#### ОПИСАНИЕ ЗАДАНИЯ
Пожалуйста, перепишите без изменений строки материала, начиная со строки с «Practice step: pick out every instance of the white window trim» и заканчивая последней строкой материала включительно.

═══ ИСХОДНЫЙ МАТЕРИАЛ ═══

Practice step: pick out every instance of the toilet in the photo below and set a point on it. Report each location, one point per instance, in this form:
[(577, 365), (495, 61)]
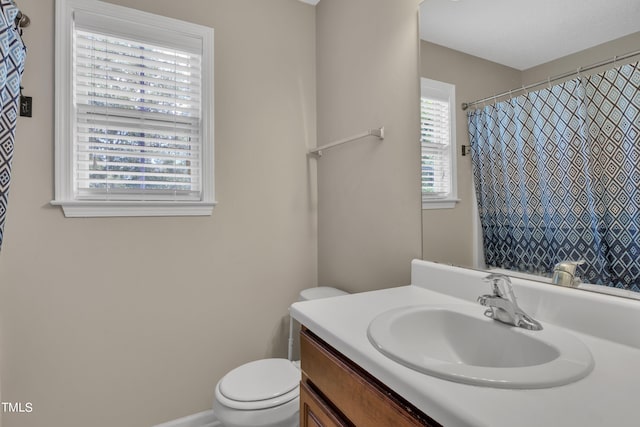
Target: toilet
[(265, 393)]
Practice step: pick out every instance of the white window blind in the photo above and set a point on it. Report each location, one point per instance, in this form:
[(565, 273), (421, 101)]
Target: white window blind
[(138, 119), (435, 138)]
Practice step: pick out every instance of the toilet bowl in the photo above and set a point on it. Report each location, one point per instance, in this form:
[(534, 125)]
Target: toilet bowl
[(264, 393)]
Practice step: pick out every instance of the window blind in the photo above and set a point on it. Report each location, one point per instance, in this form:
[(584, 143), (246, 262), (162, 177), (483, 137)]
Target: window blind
[(435, 138), (138, 119)]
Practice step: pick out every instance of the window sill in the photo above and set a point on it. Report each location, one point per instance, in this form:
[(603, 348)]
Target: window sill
[(439, 204), (88, 209)]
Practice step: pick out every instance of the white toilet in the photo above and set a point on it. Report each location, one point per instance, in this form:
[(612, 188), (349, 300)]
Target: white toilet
[(264, 393)]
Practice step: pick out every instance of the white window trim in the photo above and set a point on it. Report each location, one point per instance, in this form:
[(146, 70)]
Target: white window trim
[(427, 89), (64, 111)]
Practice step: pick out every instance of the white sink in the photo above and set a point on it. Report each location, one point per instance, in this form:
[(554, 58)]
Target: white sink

═══

#### ОТВЕТ
Practice step: pick out every instance of the white window trim in the photo above and set a point on it. Report each location, one point per instance, in this form:
[(146, 70)]
Target: white window trim
[(427, 89), (64, 111)]
Practice step: pick out every instance of the white sink in the photo above and set a point on it. Report each location, one point per instance, in this form:
[(554, 58)]
Target: white sink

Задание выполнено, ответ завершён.